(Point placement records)
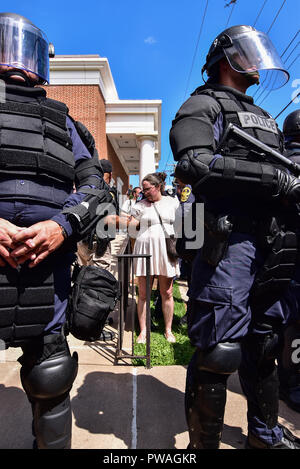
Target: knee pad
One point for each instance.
(50, 372)
(259, 369)
(224, 358)
(289, 357)
(205, 399)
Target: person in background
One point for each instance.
(131, 201)
(97, 251)
(151, 240)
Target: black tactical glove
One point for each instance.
(288, 186)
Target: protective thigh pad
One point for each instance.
(51, 374)
(224, 358)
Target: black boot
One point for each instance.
(205, 406)
(289, 368)
(288, 441)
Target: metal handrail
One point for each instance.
(126, 282)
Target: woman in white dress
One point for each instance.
(151, 240)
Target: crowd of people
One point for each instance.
(244, 288)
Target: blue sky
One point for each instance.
(156, 48)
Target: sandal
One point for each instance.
(141, 339)
(170, 337)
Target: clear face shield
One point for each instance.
(23, 46)
(252, 50)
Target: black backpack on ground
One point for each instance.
(93, 296)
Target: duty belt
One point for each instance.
(245, 225)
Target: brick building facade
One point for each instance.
(126, 132)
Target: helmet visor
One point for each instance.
(253, 50)
(23, 46)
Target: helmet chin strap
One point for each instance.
(8, 78)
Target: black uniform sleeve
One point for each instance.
(194, 138)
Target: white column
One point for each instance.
(147, 157)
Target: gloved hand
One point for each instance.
(288, 186)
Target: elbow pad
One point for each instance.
(88, 172)
(227, 176)
(84, 216)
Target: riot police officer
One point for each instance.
(288, 360)
(42, 157)
(236, 316)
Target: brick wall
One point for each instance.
(86, 104)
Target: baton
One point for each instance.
(272, 155)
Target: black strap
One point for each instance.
(160, 221)
(35, 163)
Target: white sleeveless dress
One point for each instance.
(151, 239)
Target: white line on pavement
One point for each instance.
(134, 408)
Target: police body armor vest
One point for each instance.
(293, 152)
(34, 138)
(242, 112)
(34, 143)
(275, 275)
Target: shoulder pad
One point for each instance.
(57, 105)
(193, 125)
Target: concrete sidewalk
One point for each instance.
(121, 406)
(118, 407)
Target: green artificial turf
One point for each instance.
(163, 353)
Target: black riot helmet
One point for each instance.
(291, 125)
(23, 46)
(248, 50)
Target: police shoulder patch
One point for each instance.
(249, 119)
(185, 194)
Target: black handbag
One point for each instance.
(93, 296)
(170, 241)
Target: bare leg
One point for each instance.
(142, 307)
(166, 292)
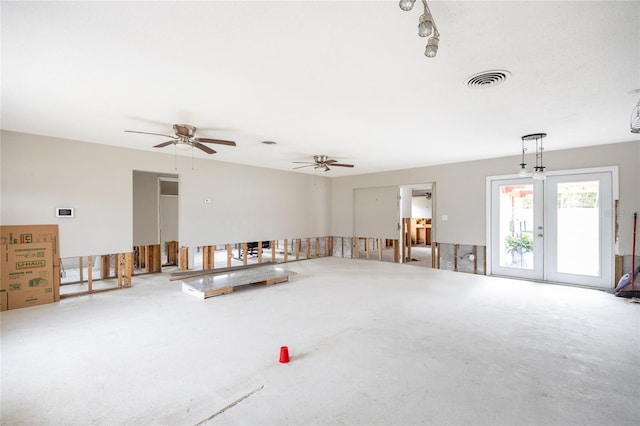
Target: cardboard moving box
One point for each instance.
(30, 234)
(28, 274)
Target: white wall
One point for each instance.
(376, 212)
(41, 173)
(461, 193)
(250, 203)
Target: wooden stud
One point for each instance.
(484, 260)
(119, 268)
(475, 259)
(619, 267)
(244, 253)
(184, 258)
(172, 252)
(455, 257)
(90, 272)
(367, 242)
(128, 267)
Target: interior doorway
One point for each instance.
(155, 220)
(168, 219)
(417, 230)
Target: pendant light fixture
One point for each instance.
(426, 27)
(538, 170)
(523, 166)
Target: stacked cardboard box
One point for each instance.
(30, 265)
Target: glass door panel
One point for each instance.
(581, 249)
(515, 249)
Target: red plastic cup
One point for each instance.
(284, 354)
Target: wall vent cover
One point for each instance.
(487, 79)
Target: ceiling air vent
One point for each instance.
(488, 79)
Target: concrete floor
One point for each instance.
(370, 343)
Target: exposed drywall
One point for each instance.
(376, 212)
(461, 194)
(39, 173)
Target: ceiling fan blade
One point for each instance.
(218, 141)
(204, 148)
(148, 133)
(160, 145)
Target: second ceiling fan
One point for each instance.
(321, 162)
(185, 134)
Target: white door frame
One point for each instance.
(615, 197)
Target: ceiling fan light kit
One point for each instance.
(426, 27)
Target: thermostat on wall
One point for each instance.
(64, 212)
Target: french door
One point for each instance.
(558, 229)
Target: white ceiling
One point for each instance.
(346, 78)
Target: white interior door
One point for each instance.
(559, 229)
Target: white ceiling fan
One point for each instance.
(185, 134)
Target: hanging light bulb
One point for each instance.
(432, 47)
(425, 28)
(406, 5)
(538, 170)
(523, 166)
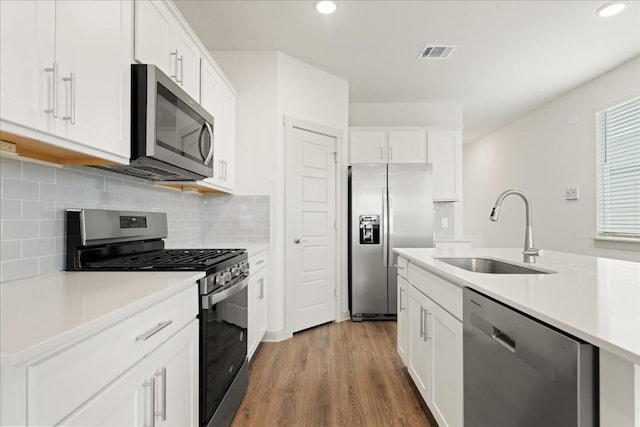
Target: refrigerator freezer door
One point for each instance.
(410, 215)
(368, 292)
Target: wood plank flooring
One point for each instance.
(338, 374)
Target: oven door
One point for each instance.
(223, 350)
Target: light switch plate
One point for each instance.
(571, 193)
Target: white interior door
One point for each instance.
(310, 247)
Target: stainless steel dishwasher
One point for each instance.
(520, 372)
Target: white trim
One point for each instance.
(290, 123)
(621, 243)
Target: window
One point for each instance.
(618, 142)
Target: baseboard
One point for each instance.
(276, 336)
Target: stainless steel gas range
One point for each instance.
(102, 240)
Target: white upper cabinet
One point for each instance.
(387, 146)
(161, 40)
(27, 51)
(219, 99)
(407, 146)
(445, 154)
(65, 76)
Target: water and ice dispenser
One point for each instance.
(369, 229)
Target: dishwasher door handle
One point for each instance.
(503, 339)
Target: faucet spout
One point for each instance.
(530, 252)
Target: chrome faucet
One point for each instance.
(529, 252)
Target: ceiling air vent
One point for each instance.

- **What to produce**
Images in the data above are to be skipped. Retype all other material exactly.

- **Result of the task**
Target: knee pad
One point for each instance.
(50, 372)
(259, 369)
(224, 358)
(289, 357)
(205, 399)
Target: person in background
One point for each instance.
(131, 201)
(97, 251)
(151, 240)
Target: black tactical glove
One point for each instance.
(288, 186)
Target: protective thigh pad
One point for each instance.
(51, 374)
(224, 358)
Target: black boot
One point for each instance.
(205, 406)
(289, 368)
(288, 441)
Target: metal handrail
One point for each instance.
(126, 282)
Target: woman in white dress
One point for each instance.
(151, 240)
Target: crowd of people
One point for each instance.
(244, 288)
Target: blue sky
One point for each instance.
(156, 48)
Target: sandal
One point for each instance.
(141, 339)
(170, 337)
Target: clear face shield
One point for each instance.
(23, 46)
(252, 50)
Target: black backpack on ground
One point for each instance.
(93, 296)
Target: duty belt
One point for each instance.
(245, 225)
Target: brick building facade
One point for each instance.
(126, 132)
Target: helmet visor
One point for each instance.
(253, 50)
(23, 46)
Target: helmet chin strap
One point for each instance.
(8, 78)
Target: black uniform sleeve
One point for each instance.
(194, 138)
Target: white column
One point for each instance.
(147, 157)
Target: gloved hand
One point for each instance.
(288, 186)
Target: elbow pad
One point for each instance.
(88, 172)
(227, 176)
(84, 216)
Target: riot police officer
One point for each instance.
(288, 360)
(42, 157)
(236, 316)
Target: brick wall
One point for each instance.
(86, 104)
Target: baton
One point for each instance.
(272, 155)
Target: black strap
One point for each instance.
(160, 221)
(35, 163)
Target: white sleeveless dress
One point for each instance.
(151, 239)
Target: white line on pavement
One point for each instance.
(134, 408)
Target: police body armor vest
One point for each instance.
(293, 152)
(34, 138)
(242, 112)
(34, 143)
(275, 275)
Target: shoulder pad
One point for each instance.
(57, 105)
(193, 125)
Target: concrete sidewalk
One point for each instance.
(121, 406)
(118, 407)
Target: green artificial turf
One point for each instance.
(163, 353)
Target: black riot helmet
One point for each instance.
(291, 125)
(23, 46)
(248, 50)
Target: police shoulder patch
One point for each instance.
(249, 119)
(185, 194)
Target: black handbag
One point for each instance.
(93, 296)
(170, 241)
Target: bare leg
One point for each instance.
(142, 307)
(166, 292)
Target: cardboard moving box
One point for each instance.
(30, 234)
(28, 274)
Target: white wall
One point for each instance.
(376, 212)
(41, 173)
(461, 193)
(250, 203)
Target: wooden stud
One point for each instance.
(484, 260)
(119, 268)
(475, 259)
(619, 267)
(244, 253)
(184, 258)
(172, 252)
(455, 257)
(90, 272)
(367, 242)
(128, 267)
Target: interior doorway
One point for each instance.
(155, 220)
(168, 219)
(417, 230)
Target: pendant light fixture
One point for each instance.
(426, 27)
(538, 170)
(523, 166)
Target: stacked cardboard box
One point for each instance.
(30, 265)
Target: glass door panel
One point for each instance.
(581, 249)
(515, 249)
Target: red plastic cup
One point for each instance.
(284, 354)
Target: wall vent cover
One point for each instance.
(487, 79)
Target: ceiling air vent
One point for each instance.
(488, 79)
Target: concrete floor
One point for each instance.
(370, 343)
Target: exposed drywall
One point for each instance.
(376, 212)
(461, 194)
(39, 173)
Target: ceiling fan blade
One point for each instance.
(218, 141)
(204, 148)
(148, 133)
(160, 145)
Target: second ceiling fan
One point for each instance.
(321, 162)
(185, 134)
Target: white door frame
One point for each instance.
(615, 197)
Target: ceiling fan light kit
One point for each instance.
(426, 27)
Target: thermostat on wall
One point for each instance.
(64, 212)
Target: french door
One point for each instance.
(558, 229)
Target: white ceiling
One point for each instance.
(346, 78)
Target: white interior door
One point for each instance.
(559, 229)
Target: white ceiling fan
One point for each instance.
(185, 134)
Target: hanging light bulb
One point for each instance.
(432, 47)
(425, 28)
(406, 5)
(538, 170)
(523, 166)
Target: refrigerator freezer door
One point for each instance.
(410, 215)
(368, 292)
Target: wood plank flooring
One point for each instance.
(338, 374)
Target: oven door
One point for each instance.
(223, 350)
Target: light switch plate
One point for each instance.
(571, 193)
Target: white interior door
One point for each instance.
(310, 247)
Target: stainless steel dishwasher
One point for each instance.
(520, 372)
Target: white trim
One point for each instance.
(290, 123)
(621, 243)
Target: window
One point for each instance.
(618, 142)
Target: baseboard
One point for each instance.
(276, 336)
Target: stainless steel gas range
One point for each instance.
(102, 240)
Target: white upper cabinet
One point for each instance.
(387, 146)
(161, 40)
(27, 51)
(219, 99)
(407, 146)
(445, 154)
(65, 76)
Target: water and ice dispenser
One point for each instance.
(369, 229)
Target: dishwasher door handle
One point for each instance.
(503, 339)
Target: faucet spout
One point for each instance.
(530, 252)
Target: chrome faucet
One point for each instance.
(529, 252)
Target: ceiling air vent
One point for each instance.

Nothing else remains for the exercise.